_What the task requires:_ Swap "top-left corner" for "upper-left corner" everywhere it appears in the material below, leaving every other line and character unchanged.

Object outline annotations:
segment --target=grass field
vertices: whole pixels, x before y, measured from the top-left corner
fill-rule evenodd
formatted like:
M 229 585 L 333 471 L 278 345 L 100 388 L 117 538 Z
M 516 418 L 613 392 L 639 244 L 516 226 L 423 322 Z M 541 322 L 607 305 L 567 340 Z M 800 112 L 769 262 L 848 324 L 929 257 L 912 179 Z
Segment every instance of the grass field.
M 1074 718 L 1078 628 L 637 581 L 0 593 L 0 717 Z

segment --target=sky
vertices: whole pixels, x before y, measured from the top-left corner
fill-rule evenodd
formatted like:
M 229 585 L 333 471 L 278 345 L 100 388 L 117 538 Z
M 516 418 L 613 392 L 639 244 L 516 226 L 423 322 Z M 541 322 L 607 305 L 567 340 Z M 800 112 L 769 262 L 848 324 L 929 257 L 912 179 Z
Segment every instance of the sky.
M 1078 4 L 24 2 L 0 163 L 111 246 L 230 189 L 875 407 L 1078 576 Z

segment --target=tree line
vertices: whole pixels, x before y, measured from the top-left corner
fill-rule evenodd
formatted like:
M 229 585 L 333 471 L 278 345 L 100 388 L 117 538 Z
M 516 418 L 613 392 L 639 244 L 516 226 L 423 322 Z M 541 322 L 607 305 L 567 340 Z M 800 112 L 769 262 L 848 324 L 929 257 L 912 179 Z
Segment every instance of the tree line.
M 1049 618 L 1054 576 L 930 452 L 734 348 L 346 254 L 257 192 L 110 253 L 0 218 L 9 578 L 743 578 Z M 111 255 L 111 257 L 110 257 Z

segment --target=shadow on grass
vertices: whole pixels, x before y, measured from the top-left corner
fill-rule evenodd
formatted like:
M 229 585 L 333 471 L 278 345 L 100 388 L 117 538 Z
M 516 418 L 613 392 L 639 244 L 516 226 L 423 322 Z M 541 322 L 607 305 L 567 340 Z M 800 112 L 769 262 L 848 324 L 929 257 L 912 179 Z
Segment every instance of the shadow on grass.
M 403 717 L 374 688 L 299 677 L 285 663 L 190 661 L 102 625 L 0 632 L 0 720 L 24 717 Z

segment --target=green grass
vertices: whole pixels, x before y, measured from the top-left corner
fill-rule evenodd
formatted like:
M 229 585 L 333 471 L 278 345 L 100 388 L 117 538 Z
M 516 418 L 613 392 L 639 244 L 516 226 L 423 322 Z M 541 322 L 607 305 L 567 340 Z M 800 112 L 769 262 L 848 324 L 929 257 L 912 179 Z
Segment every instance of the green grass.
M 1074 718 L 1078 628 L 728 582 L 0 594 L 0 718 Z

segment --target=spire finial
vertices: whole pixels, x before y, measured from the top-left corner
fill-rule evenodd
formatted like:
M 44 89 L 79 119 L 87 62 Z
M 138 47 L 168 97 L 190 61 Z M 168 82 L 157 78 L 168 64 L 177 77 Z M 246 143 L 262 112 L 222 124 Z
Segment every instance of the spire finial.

_The completed task:_
segment --target=grass field
vertices: whole pixels, x before y, measured from the upper-left corner
fill-rule evenodd
formatted like:
M 229 585 L 333 471 L 278 345 L 100 388 L 117 538 Z
M 516 418 L 613 392 L 639 244 L 516 226 L 423 322 Z M 541 322 L 607 305 L 567 340 Z M 800 112 L 769 262 L 848 324 L 929 257 L 912 179 Z
Segment every instance of the grass field.
M 1074 718 L 1078 628 L 637 581 L 0 593 L 0 717 Z

segment --target=sky
vertices: whole pixels, x before y, measured from the upper-left corner
fill-rule evenodd
formatted like:
M 229 585 L 333 471 L 278 345 L 100 388 L 117 538 Z
M 516 418 L 613 392 L 639 244 L 516 226 L 423 322 Z M 541 322 L 607 305 L 567 340 Z M 800 112 L 769 262 L 848 324 L 929 257 L 912 179 Z
Segment every instance of the sky.
M 1078 4 L 24 2 L 0 163 L 111 246 L 230 189 L 875 407 L 1078 576 Z

segment --target=tree line
vertices: whole pixels, x before y, measured from the upper-left corner
fill-rule evenodd
formatted like:
M 229 585 L 333 471 L 278 345 L 100 388 L 117 538 Z
M 516 418 L 613 392 L 639 244 L 516 226 L 423 322 Z M 541 322 L 607 305 L 567 340 Z M 800 112 L 769 262 L 848 324 L 929 257 L 912 179 Z
Segment every instance of the tree line.
M 1049 618 L 1054 576 L 930 452 L 734 348 L 346 254 L 257 192 L 110 253 L 0 218 L 9 578 L 743 578 Z M 111 255 L 111 257 L 110 257 Z

segment --target=shadow on grass
vertices: whole pixels, x before y, measured from the upper-left corner
fill-rule evenodd
formatted like:
M 229 585 L 333 471 L 278 345 L 100 388 L 117 538 Z
M 516 418 L 613 392 L 639 244 L 516 226 L 423 322 Z M 541 322 L 607 305 L 567 340 Z M 800 112 L 769 262 L 848 324 L 929 257 L 912 179 Z
Segment every instance of the shadow on grass.
M 403 717 L 374 688 L 299 677 L 285 663 L 190 661 L 102 625 L 0 632 L 0 720 L 24 717 Z

segment --target=green grass
vertices: whole pixels, x before y, measured from the upper-left corner
fill-rule evenodd
formatted like:
M 229 585 L 333 471 L 278 345 L 100 388 L 117 538 Z
M 516 418 L 613 392 L 639 244 L 516 226 L 423 322 Z M 541 322 L 607 305 L 567 340 Z M 800 112 L 769 262 L 848 324 L 929 257 L 912 179 Z
Segment every instance of the green grass.
M 1074 718 L 1078 628 L 728 582 L 0 594 L 0 718 Z

segment --target=spire finial
vertices: whole pixels, x before y, measured from the upper-left corner
fill-rule evenodd
formatted like:
M 44 89 L 79 119 L 87 62 Z
M 138 47 L 168 97 L 190 61 Z M 168 82 L 157 78 L 168 64 L 177 77 Z M 246 143 L 262 112 L 222 124 Z
Segment every instance of the spire finial.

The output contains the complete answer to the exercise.